What the exercise asks →
Below are lines of data; give the number of them that contain "with", and only that.

Input data →
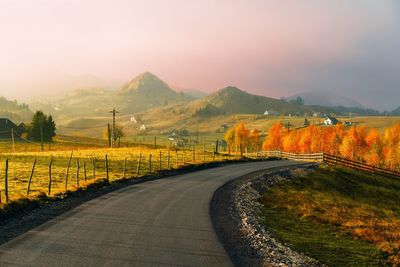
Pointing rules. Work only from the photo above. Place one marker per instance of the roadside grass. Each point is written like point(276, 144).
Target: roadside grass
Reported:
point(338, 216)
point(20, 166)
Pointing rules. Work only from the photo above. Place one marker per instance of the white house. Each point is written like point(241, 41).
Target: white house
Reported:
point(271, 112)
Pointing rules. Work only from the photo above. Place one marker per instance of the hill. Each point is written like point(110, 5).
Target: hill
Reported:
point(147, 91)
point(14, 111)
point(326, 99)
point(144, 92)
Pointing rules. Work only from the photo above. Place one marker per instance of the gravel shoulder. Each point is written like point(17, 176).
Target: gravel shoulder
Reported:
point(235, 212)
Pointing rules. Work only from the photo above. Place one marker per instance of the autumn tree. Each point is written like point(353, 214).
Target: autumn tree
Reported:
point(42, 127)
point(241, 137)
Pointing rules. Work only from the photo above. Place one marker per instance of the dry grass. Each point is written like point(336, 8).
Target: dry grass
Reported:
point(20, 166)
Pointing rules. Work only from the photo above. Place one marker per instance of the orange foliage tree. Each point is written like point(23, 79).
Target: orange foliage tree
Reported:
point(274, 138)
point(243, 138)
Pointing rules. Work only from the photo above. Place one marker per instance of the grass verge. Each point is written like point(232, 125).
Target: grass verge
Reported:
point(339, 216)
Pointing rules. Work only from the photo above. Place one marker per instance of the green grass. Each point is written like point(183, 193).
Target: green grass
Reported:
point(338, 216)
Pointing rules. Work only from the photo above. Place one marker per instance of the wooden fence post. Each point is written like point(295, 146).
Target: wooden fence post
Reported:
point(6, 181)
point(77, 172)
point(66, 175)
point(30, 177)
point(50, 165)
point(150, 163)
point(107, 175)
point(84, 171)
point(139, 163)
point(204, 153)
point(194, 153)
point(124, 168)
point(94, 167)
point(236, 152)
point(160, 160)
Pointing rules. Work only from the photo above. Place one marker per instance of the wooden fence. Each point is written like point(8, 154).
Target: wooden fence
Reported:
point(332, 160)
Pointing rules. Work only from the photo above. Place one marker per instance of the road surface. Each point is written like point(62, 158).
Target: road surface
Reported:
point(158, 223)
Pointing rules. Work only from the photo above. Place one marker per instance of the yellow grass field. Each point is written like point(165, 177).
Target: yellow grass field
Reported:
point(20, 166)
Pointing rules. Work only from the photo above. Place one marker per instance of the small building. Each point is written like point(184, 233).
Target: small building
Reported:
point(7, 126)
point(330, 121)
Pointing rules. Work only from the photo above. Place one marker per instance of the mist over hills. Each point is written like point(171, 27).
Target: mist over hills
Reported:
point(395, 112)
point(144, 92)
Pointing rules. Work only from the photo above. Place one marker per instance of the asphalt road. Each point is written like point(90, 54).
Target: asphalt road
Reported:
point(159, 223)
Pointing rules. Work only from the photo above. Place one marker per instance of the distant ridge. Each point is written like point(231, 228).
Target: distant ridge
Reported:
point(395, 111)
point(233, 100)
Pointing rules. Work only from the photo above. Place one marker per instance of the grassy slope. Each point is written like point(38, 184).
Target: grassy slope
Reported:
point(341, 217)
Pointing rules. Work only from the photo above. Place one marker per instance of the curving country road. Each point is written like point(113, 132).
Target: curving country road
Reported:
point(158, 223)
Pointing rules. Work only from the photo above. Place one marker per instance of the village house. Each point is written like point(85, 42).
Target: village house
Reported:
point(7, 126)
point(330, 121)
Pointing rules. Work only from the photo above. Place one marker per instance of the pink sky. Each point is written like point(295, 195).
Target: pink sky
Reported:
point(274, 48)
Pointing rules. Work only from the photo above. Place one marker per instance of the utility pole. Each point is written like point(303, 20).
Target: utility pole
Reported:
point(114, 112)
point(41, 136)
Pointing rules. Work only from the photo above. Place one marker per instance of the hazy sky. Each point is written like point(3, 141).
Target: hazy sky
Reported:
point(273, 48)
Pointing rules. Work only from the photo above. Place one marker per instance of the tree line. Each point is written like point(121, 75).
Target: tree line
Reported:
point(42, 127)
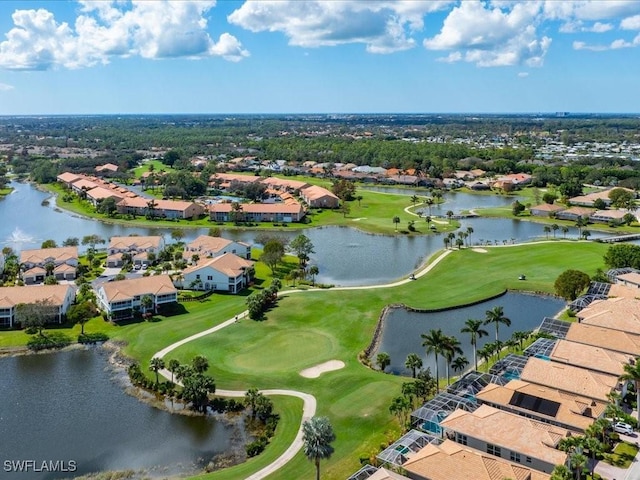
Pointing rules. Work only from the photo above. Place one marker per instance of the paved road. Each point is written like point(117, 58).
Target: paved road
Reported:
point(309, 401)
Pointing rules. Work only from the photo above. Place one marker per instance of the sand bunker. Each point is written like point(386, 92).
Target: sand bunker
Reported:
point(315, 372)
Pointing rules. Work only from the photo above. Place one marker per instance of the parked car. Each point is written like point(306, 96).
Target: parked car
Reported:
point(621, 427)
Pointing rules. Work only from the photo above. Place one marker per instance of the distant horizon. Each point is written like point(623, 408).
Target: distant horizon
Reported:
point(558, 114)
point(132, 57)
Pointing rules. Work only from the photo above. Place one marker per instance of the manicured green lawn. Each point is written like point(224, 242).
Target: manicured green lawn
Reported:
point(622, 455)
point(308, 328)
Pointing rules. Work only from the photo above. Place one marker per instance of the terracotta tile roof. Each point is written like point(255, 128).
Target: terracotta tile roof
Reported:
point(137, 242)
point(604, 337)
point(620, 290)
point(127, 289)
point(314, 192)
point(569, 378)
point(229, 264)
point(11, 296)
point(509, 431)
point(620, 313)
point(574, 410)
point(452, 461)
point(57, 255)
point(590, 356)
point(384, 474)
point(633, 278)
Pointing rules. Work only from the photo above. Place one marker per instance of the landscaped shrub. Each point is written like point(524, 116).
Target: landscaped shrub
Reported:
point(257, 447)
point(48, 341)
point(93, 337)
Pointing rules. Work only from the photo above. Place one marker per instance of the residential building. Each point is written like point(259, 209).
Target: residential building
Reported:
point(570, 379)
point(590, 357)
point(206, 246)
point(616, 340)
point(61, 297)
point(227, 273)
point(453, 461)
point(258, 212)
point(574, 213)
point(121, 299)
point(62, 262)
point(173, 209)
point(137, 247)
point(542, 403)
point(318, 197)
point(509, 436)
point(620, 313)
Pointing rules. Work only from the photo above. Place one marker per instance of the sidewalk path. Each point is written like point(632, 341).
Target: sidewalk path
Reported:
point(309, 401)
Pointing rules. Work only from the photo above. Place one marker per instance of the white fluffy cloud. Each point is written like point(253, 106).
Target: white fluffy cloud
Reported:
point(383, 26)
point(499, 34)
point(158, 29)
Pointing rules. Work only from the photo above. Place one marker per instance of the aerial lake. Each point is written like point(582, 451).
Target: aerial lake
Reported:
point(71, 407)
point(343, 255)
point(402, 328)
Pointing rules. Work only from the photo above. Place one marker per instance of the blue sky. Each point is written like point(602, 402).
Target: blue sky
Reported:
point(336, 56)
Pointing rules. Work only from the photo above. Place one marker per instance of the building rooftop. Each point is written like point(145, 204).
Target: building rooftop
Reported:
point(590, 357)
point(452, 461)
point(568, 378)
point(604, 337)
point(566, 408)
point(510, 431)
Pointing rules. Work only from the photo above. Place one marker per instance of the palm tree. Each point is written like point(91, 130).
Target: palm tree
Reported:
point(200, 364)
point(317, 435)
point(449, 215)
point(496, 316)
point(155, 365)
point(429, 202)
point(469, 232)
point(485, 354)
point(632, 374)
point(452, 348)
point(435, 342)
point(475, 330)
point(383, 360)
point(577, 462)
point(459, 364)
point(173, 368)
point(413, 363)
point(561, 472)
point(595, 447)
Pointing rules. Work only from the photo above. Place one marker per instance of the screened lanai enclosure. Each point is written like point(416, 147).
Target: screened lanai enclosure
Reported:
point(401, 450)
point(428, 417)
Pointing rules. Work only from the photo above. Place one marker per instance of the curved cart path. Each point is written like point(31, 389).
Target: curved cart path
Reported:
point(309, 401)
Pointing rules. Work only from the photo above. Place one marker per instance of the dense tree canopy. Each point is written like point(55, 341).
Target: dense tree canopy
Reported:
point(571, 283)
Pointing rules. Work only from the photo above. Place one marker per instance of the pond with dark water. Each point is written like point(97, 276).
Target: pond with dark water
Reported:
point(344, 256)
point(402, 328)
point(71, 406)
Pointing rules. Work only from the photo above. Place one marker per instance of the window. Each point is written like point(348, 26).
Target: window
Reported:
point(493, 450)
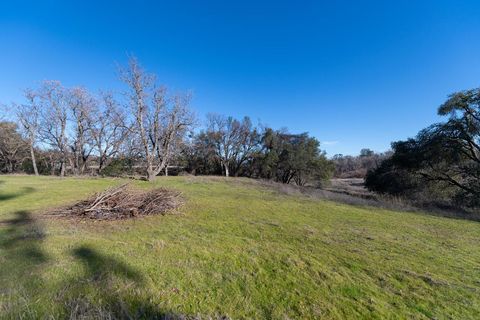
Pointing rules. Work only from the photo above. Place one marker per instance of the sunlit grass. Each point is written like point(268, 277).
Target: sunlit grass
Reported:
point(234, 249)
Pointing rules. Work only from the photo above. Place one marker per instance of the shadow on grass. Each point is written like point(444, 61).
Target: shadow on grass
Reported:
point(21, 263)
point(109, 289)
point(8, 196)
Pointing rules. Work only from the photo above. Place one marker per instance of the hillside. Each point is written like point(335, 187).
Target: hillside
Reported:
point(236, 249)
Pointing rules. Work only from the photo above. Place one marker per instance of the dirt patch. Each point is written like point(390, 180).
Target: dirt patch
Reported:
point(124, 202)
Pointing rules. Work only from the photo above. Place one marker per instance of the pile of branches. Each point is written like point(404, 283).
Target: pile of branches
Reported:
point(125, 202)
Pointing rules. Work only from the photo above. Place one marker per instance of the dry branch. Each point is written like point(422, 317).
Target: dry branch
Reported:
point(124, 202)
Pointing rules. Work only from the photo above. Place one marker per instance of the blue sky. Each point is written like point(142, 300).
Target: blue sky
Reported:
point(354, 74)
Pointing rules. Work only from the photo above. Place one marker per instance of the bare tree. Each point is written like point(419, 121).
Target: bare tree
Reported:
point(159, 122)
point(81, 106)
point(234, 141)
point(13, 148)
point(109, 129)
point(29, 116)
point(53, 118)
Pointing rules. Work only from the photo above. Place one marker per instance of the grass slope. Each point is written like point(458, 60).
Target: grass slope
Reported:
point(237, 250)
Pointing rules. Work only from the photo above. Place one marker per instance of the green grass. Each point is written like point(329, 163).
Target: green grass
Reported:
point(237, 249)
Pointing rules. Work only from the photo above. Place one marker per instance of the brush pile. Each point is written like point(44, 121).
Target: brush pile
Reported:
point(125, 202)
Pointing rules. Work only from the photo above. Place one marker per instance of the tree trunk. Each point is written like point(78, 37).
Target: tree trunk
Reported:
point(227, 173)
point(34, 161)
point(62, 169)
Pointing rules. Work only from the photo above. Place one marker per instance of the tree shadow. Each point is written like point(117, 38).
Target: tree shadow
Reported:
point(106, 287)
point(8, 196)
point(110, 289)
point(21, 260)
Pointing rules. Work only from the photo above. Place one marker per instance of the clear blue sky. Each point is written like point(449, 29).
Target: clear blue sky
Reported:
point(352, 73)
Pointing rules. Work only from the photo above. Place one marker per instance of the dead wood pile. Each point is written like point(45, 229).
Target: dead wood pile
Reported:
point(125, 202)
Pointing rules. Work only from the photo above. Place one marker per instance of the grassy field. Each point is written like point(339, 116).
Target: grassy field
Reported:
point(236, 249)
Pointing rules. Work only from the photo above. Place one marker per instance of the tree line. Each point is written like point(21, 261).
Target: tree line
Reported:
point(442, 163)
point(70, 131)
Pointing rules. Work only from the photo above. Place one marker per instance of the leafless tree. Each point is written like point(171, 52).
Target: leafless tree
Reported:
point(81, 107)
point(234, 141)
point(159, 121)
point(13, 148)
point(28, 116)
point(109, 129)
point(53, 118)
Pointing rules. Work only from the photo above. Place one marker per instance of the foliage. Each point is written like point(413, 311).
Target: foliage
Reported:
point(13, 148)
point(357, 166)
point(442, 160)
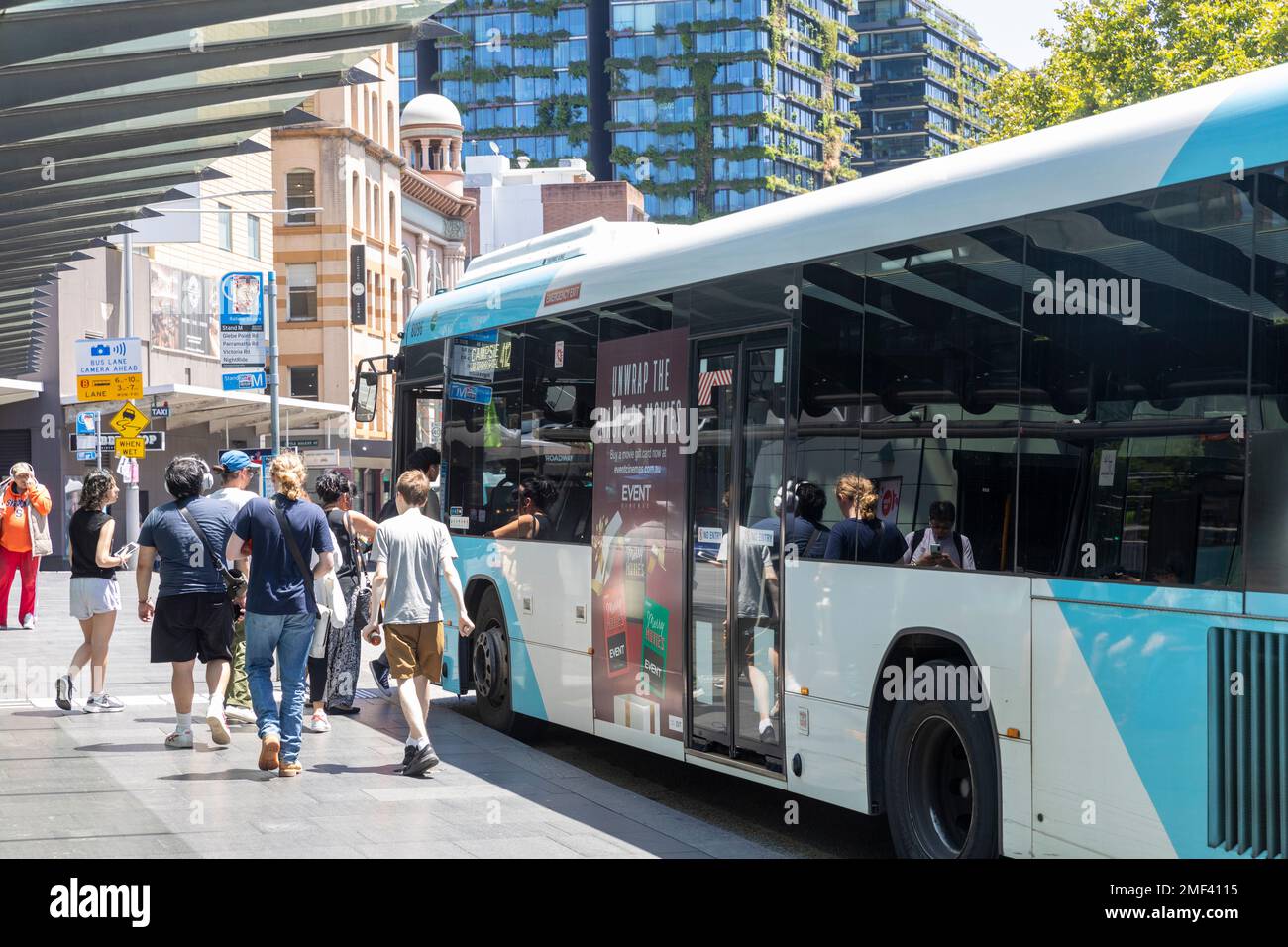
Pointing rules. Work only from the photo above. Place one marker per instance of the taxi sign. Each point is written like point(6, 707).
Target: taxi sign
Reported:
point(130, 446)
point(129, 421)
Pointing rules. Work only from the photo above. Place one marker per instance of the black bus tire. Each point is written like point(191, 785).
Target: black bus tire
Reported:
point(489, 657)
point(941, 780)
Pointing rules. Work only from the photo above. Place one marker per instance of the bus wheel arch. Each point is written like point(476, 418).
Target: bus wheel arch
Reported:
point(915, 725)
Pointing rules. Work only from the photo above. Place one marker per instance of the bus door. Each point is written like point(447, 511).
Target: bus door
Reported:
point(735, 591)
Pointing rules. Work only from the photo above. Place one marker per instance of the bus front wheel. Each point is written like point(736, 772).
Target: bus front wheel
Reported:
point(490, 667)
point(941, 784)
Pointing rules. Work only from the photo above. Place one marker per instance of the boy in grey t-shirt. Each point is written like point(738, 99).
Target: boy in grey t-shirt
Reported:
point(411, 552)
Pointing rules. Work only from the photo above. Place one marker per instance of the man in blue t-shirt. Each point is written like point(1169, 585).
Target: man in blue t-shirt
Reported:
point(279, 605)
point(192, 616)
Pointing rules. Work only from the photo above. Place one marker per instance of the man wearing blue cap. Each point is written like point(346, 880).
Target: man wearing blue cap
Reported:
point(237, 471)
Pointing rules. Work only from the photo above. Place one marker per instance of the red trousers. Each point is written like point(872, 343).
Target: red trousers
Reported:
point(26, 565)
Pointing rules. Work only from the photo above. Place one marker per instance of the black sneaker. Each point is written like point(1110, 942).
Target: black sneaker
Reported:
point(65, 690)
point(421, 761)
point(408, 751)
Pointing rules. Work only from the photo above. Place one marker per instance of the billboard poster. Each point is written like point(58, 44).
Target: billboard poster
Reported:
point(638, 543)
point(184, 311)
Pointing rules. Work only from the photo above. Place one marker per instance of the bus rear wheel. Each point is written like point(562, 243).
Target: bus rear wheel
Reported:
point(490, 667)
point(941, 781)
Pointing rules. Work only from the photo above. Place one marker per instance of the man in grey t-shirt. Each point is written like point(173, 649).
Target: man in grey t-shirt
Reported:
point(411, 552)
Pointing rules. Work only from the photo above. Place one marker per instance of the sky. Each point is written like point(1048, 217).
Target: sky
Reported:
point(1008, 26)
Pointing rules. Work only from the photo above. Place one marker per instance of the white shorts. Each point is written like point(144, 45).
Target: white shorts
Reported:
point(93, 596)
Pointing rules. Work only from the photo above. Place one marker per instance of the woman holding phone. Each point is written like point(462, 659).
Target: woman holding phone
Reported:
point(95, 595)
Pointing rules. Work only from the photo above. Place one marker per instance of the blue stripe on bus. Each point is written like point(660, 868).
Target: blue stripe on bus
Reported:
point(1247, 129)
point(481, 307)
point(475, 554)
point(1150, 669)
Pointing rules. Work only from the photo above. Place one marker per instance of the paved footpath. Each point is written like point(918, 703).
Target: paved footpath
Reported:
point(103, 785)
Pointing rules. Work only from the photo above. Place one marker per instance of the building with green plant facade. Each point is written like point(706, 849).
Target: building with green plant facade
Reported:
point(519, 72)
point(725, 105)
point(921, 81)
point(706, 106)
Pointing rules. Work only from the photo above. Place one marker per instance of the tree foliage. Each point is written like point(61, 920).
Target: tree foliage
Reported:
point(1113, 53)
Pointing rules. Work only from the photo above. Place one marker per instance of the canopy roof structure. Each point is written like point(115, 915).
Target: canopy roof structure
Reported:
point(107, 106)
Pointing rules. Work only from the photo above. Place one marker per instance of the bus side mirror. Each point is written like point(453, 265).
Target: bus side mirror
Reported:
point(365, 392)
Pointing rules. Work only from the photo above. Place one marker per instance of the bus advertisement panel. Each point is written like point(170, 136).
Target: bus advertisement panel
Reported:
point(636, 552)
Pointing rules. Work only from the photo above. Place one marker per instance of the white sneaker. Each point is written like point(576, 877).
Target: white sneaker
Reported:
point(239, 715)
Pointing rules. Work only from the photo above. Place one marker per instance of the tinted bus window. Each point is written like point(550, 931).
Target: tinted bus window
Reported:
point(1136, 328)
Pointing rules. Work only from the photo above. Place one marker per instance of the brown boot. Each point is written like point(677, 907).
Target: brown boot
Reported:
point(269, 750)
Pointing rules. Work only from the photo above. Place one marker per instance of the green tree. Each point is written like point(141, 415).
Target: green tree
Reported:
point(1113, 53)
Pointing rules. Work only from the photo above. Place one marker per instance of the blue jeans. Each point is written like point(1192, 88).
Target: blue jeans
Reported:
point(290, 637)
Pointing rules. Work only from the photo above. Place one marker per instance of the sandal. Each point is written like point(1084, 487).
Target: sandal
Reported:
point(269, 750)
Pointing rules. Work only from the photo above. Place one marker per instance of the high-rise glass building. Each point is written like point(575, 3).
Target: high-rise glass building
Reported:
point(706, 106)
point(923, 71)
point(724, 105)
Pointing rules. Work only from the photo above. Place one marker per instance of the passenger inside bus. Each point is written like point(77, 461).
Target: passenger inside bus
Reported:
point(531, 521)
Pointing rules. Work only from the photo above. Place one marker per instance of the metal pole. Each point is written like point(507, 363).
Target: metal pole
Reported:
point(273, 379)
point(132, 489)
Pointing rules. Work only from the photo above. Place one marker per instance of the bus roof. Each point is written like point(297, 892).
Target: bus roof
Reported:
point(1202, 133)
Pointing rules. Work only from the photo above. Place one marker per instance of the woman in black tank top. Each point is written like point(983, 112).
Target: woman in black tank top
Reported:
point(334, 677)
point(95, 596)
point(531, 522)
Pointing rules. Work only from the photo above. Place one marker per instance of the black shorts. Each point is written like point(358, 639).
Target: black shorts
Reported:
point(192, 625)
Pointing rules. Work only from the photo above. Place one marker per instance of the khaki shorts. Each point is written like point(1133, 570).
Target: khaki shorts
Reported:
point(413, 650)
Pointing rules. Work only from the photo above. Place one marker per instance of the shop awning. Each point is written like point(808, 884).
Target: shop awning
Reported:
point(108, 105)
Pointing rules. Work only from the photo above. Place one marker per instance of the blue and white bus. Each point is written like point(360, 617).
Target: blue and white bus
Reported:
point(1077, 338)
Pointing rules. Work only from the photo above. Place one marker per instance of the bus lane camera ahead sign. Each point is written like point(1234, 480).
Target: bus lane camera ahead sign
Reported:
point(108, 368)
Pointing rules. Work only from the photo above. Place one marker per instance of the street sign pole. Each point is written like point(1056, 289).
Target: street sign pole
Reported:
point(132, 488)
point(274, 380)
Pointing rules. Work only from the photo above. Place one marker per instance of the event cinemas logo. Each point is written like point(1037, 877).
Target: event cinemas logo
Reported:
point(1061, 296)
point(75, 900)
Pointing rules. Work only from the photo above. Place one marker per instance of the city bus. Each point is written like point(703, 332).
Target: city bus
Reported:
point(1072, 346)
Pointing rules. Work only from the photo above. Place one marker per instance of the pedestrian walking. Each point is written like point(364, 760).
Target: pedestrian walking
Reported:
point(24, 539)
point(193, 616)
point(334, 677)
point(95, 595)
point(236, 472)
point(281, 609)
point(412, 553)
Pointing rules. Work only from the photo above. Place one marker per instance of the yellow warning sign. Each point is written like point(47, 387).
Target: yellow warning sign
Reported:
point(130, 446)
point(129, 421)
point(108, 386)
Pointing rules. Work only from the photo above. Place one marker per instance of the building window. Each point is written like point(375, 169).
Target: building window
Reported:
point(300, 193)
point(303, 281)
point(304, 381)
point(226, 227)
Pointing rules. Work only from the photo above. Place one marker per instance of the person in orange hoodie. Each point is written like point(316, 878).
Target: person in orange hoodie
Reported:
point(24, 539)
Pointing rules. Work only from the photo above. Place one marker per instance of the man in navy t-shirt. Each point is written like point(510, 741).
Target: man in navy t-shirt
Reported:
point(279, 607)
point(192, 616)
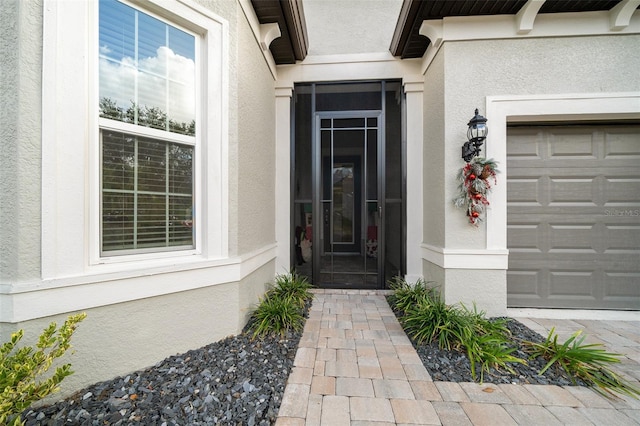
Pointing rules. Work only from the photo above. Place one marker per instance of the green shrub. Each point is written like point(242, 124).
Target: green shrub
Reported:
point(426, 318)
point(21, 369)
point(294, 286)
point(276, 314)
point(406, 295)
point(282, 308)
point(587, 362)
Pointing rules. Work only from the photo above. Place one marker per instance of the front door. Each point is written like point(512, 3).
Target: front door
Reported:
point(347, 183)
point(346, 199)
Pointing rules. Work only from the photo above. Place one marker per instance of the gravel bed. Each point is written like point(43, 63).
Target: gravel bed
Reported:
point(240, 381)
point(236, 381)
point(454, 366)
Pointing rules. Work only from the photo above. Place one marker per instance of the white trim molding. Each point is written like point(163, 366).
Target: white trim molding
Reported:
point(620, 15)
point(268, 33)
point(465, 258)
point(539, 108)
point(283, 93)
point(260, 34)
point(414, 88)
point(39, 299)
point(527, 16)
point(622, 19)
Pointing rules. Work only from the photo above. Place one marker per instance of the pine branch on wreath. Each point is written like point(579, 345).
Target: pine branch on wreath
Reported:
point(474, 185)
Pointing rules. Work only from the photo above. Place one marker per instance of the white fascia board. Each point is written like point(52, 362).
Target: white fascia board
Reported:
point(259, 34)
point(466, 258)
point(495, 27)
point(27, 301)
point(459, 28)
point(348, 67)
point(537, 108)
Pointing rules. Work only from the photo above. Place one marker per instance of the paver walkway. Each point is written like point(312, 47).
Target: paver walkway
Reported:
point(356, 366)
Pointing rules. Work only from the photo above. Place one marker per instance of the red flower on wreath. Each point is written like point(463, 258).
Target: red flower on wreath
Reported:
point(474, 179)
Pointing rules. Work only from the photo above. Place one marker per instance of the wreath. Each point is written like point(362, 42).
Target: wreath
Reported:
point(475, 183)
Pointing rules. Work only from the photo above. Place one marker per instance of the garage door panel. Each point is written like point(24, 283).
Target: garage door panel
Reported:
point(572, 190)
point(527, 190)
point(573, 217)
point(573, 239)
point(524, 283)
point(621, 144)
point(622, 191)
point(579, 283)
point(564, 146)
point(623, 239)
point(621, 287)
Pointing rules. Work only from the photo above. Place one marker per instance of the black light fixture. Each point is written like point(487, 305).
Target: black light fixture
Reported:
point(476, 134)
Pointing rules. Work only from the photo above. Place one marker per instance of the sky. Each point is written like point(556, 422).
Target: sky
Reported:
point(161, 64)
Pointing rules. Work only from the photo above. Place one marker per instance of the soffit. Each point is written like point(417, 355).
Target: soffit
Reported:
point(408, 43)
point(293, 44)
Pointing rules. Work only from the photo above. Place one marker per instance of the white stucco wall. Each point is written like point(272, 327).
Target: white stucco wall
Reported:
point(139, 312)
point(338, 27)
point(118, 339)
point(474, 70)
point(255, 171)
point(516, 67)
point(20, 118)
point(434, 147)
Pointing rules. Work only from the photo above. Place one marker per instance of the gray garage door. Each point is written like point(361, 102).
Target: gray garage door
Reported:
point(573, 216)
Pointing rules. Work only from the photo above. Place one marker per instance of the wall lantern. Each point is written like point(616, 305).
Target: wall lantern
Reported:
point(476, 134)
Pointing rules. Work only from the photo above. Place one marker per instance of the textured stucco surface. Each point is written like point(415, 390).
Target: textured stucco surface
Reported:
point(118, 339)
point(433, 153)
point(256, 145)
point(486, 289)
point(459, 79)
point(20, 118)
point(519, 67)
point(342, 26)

Expected answer →
4